WHAT THE TASK ASKS: Copy the lines below, word for word, from the first through the line containing "Pinpoint the profile". Leave the pictures out.

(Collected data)

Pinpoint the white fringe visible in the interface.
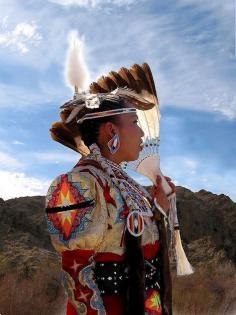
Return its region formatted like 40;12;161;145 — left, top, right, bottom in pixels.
169;194;194;276
175;229;194;276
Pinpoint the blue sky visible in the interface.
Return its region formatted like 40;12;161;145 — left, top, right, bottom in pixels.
0;0;235;201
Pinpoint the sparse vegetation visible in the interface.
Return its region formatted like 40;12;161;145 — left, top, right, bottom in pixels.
173;257;236;315
0;249;235;315
0;188;235;314
0;244;66;315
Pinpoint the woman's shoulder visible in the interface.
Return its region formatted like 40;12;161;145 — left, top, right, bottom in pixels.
45;159;102;209
72;158;103;178
47;159;102;189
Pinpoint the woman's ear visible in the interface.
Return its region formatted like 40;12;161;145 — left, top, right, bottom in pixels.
104;122;118;137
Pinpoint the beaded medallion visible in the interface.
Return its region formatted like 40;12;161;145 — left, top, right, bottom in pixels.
127;210;144;237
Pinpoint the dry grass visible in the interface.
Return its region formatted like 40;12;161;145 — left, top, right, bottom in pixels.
0;272;66;315
173;261;236;315
0;243;235;315
1;262;235;315
0;246;67;315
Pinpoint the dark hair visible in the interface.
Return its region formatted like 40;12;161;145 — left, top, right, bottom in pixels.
77;98;127;147
124;231;145;315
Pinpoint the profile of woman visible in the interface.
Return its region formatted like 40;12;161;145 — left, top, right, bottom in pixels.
45;71;175;315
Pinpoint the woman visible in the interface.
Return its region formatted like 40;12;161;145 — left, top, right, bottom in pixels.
45;93;175;315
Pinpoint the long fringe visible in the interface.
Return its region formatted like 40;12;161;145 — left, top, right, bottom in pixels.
168;194;194;276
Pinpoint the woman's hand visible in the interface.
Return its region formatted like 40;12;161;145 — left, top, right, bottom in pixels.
151;175;176;214
164;176;176;197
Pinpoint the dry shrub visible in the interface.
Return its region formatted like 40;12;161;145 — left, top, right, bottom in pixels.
172;260;236;315
0;250;67;315
0;271;66;315
1;238;235;315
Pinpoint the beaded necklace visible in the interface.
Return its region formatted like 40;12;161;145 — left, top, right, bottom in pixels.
87;143;154;218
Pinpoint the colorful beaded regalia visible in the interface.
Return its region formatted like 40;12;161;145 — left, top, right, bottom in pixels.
45;36;192;315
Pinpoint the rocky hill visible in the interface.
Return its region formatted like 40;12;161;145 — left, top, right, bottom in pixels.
0;187;235;314
176;187;235;262
0;187;235;262
0;195;52;252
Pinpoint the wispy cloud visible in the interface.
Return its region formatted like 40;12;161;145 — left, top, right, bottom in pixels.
12;140;25;145
49;0;136;8
161;154;236;202
176;0;234;20
0;16;42;53
128;11;236;119
0;0;235;119
0;81;66;109
128;151;236;202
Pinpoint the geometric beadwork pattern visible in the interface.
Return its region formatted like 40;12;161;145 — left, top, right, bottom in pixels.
46;174;94;245
145;289;163;315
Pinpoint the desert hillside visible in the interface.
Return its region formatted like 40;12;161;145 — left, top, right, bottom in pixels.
0;187;235;314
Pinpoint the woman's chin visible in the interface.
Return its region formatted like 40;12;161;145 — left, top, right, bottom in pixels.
126;152;140;162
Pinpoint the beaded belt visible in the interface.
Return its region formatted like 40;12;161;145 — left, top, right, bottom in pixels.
94;255;161;296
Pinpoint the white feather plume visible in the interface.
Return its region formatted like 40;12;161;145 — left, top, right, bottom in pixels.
137;106;160;140
65;30;90;92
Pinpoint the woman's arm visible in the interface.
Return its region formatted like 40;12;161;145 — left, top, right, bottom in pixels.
45;170;107;314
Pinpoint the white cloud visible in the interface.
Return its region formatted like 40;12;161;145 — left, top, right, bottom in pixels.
0;151;24;170
0;151;50;200
49;0;136;7
0;132;51;202
0;170;50;200
0;17;42;54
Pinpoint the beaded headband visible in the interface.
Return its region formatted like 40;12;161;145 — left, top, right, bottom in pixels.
50;72;156;156
77;108;137;124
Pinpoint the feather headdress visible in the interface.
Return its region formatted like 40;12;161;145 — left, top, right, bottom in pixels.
50;34;155;156
90;63;194;276
50;37;194;275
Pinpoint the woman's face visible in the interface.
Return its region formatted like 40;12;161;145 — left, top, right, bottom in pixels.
116;113;144;162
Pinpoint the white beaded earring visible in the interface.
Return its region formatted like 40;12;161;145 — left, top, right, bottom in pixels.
107;133;120;154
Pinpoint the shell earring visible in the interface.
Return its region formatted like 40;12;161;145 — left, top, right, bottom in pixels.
107;134;120;154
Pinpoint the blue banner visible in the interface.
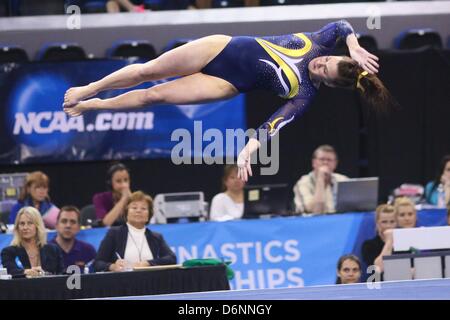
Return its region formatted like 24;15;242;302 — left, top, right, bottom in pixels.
0;60;246;164
0;209;446;288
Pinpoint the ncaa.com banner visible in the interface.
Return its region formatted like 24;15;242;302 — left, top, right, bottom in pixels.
0;60;245;164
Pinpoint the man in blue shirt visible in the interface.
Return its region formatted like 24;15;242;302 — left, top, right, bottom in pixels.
50;206;96;271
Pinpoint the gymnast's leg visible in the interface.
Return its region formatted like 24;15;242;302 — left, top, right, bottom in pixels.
64;73;238;117
63;35;232;107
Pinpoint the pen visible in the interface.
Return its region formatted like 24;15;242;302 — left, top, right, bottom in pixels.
115;252;122;260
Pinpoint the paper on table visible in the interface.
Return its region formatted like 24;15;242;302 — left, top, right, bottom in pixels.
132;264;183;271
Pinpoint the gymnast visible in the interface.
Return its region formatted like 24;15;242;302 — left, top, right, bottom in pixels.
63;20;394;181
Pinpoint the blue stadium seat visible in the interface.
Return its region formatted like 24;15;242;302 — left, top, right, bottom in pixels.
356;33;378;53
0;0;7;16
143;0;163;10
332;33;378;56
82;0;107;13
64;0;84;9
162;38;193;53
107;40;157;60
394;28;442;50
15;0;66;16
4;0;20;16
0;44;29;63
36;42;87;61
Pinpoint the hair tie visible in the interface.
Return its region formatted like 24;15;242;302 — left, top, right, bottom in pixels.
356;71;369;92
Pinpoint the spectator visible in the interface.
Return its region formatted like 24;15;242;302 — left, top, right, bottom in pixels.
425;155;450;207
336;254;362;284
9;171;59;229
361;204;397;274
293;145;349;214
394;197;417;228
94;191;176;272
106;0;145;12
447;204;450;225
1;207;64;277
50;206;96;271
93;162;132;227
210;165;245;221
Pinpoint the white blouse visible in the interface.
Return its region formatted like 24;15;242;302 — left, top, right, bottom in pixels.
209;193;244;222
124;223;153;263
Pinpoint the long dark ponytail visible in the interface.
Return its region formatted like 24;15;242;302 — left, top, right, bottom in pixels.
332;57;398;114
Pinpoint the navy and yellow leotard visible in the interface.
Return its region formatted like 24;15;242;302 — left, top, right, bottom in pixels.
201;20;355;141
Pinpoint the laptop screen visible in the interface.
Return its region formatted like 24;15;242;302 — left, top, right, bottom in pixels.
335;177;379;212
243;184;290;219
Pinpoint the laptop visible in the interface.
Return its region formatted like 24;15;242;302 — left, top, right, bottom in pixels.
335;177;379;212
243;184;290;219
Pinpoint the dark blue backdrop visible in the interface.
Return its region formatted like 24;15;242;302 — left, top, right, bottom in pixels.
0;60;246;164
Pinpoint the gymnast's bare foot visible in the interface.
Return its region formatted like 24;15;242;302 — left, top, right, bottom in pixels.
63;98;101;117
63;85;97;108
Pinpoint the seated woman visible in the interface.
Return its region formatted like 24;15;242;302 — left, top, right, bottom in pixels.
361;204;397;274
93;162;132;227
209;164;245;221
425;155;450;207
335;254;362;285
394;197;417;228
94;191;177;272
9;171;59;229
1;207;64;277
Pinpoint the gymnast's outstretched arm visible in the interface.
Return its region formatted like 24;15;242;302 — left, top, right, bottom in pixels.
237;96;311;181
313;20;379;74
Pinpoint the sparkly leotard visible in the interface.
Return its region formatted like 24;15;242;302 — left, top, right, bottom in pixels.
201;20;354;141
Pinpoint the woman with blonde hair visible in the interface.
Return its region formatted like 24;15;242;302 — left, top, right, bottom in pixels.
361;204;397;274
1;207;64;277
394;197;417;229
8;171;59;229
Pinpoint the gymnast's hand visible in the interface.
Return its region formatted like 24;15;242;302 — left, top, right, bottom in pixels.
349;46;379;74
237;150;252;182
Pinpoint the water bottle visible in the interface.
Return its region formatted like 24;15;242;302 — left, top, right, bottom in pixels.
437;184;446;208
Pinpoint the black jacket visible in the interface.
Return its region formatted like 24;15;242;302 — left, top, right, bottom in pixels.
94;224;177;272
361;234;385;267
1;244;64;277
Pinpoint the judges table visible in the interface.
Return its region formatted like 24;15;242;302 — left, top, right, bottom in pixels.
0;265;230;300
0;209;447;289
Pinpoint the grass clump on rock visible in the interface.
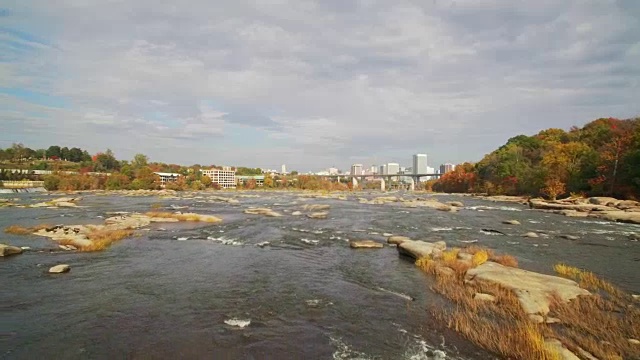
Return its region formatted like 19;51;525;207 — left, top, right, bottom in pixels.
59;229;134;252
5;224;53;235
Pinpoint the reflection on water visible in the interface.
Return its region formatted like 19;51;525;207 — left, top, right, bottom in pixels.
1;191;639;359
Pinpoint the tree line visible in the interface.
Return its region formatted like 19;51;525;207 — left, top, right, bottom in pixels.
432;117;640;200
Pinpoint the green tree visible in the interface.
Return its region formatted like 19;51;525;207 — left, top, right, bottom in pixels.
68;147;84;162
46;146;61;159
132;153;149;169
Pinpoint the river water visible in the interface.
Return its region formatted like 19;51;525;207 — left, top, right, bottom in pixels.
1;191;639;359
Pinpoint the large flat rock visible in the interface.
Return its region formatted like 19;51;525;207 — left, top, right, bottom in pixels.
0;244;23;257
465;262;590;315
589;211;640;224
397;240;443;259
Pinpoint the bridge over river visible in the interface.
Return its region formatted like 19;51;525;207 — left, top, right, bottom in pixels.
315;173;442;191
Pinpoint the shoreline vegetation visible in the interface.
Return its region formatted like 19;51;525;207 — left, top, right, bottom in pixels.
1;117;640;200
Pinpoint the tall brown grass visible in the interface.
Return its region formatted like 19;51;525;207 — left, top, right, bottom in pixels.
417;253;639;359
145;211;221;223
5;224;53;235
59;229;134;252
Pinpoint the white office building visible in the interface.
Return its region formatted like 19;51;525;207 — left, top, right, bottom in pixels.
386;163;400;175
413;154;428;174
281;164;287;174
328;167;339;175
200;167;236;189
350;164;363;176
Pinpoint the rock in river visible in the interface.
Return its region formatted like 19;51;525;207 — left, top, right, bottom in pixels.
244;208;282;217
350;240;383;249
560;235;580;240
522;232;539;238
0;243;23;257
49;264;71;274
502;220;521;225
307;211;328;219
465;261;590;315
387;236;411;245
397;240;444;259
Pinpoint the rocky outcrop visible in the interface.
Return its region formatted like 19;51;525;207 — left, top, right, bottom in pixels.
465;261;590;315
0;244;23;257
589;211;640;224
397;240;445;259
473;293;496;302
307;211;328;219
31;196;83;208
244;208;282;217
302;204;330;211
349;240;384;249
49;264;71;274
387;236;411;245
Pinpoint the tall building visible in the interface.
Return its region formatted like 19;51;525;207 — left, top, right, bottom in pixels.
439;163;455;174
350;164;363;176
200;168;236;189
379;165;387;175
328;167;339;175
281;164;287;174
386;163;399;175
370;165;378;174
412;154;428;174
426;166;435;179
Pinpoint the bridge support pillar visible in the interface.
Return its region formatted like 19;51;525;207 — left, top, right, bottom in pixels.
409;178;415;191
380;178;385;191
352;177;359;189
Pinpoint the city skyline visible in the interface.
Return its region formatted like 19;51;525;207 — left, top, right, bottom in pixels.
2;1;638;171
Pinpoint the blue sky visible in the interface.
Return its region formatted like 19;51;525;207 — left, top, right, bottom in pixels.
1;1;639;172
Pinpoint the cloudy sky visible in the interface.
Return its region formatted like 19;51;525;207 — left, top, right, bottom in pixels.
1;0;639;171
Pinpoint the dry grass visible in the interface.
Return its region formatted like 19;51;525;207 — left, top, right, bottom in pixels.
549;293;640;359
145;211;221;223
491;254;519;267
81;229;134;252
554;263;624;300
5;224;53;235
471;250;489;266
417;252;638;359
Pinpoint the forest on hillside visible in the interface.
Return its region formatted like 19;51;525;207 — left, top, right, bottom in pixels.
433;117;640;200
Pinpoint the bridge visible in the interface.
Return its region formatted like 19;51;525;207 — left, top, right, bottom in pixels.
315;173;442;191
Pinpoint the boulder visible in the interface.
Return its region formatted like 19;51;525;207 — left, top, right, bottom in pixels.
629;339;640;345
388;236;411;245
446;201;464;207
529;199;611;212
465;261;590;315
458;253;473;261
349;240;384;249
546;317;561;324
502;220;521;225
473;293;496;302
556;210;590;218
529;314;544;323
307;211;328;219
522;232;539;238
49;264;71;274
0;244;23;257
291;211;302;216
244;208;282;217
588;197;620;206
544;339;580;360
397;240;444;259
433;241;447;251
630;234;640;241
560;235;580;240
55;201;78;207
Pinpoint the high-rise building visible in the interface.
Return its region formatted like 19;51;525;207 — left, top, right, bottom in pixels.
413;154;428;174
350;164;363;176
328;167;339;175
281;164;287;174
426;166;435;179
386;163;399;175
379;165;387;175
370;165;378;174
439;163;455;174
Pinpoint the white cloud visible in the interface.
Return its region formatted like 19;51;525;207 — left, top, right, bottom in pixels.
1;0;638;170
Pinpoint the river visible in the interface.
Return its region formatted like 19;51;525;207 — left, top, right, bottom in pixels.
1;191;639;359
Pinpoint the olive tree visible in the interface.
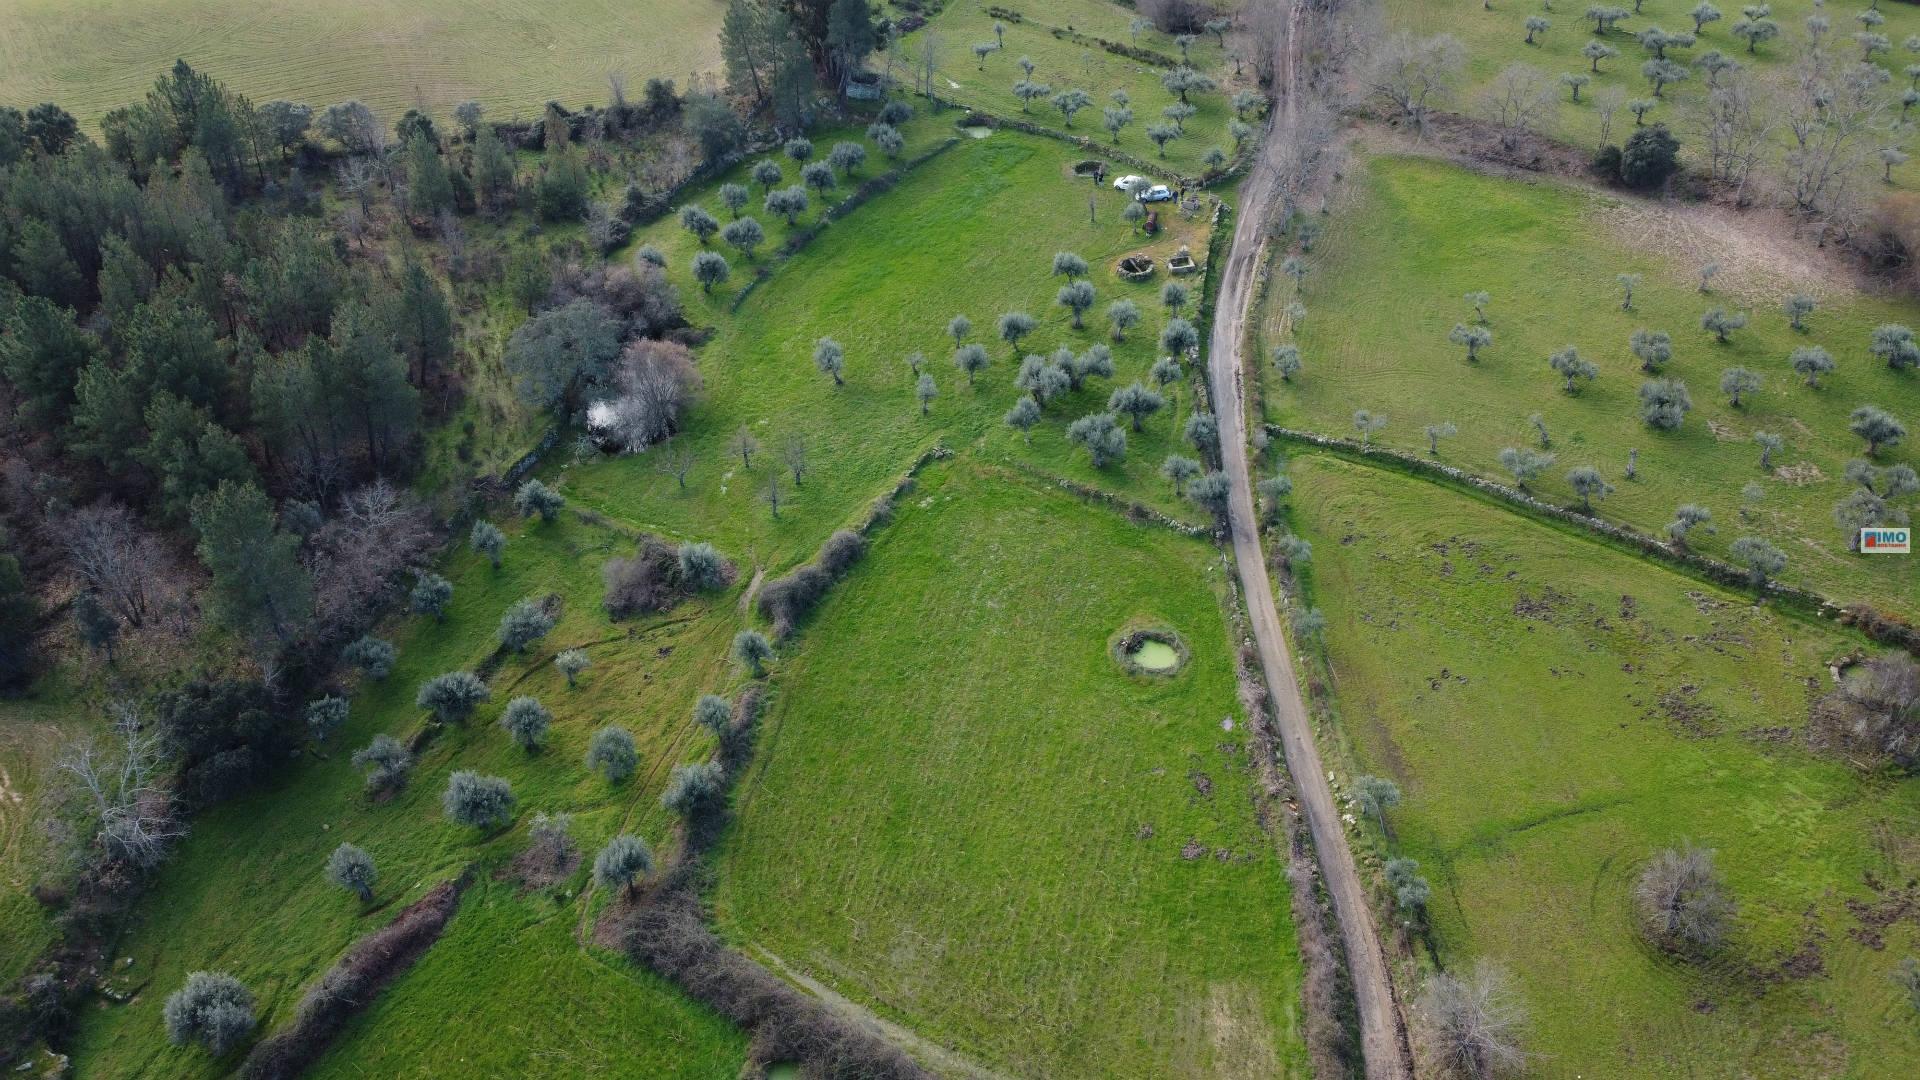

YOUR SOLUTION:
Pinpoint the white fringe visible in the interface.
Return its region formatted like 40;12;161;145 — left, top, right, bottom in pixels.
169;194;194;276
175;229;194;276
Pinpoint the blue sky visible in the interface.
Return its region formatted like 40;12;161;145 — left, top, right, bottom in pixels.
0;0;235;201
Pinpoint the sparse vegetation visible in the interface.
Return its region formatted like 40;12;161;145 — left, top, right, bottom in pixels.
173;257;236;315
0;249;235;315
0;188;235;314
0;244;66;315
Pinpoint the woman's shoulder visible in the interface.
Return its region formatted like 40;12;161;145 — left, top, right, bottom in pixels.
45;159;102;209
72;158;103;178
47;159;102;189
Pinpoint the woman's ear visible in the interface.
Return its region formatted like 40;12;161;145 — left, top, right, bottom in pixels.
104;122;118;137
Pinpoint the beaded medallion visible in the interface.
Return its region formatted like 40;12;161;145 — left, top, right, bottom in pixels.
127;210;144;237
Pinpoint the dry grass visible in the interface.
Return its region formatted like 40;12;161;145 — left, top, right, bottom in pixels.
0;272;66;315
173;261;236;315
0;243;235;315
1;262;235;315
0;246;67;315
Pinpoint the dark hair visible in the interface.
Return its region formatted like 40;12;161;145 — left, top, right, bottom in pixels.
77;98;127;147
124;231;145;315
Pinpoint the profile of woman visible in the interface.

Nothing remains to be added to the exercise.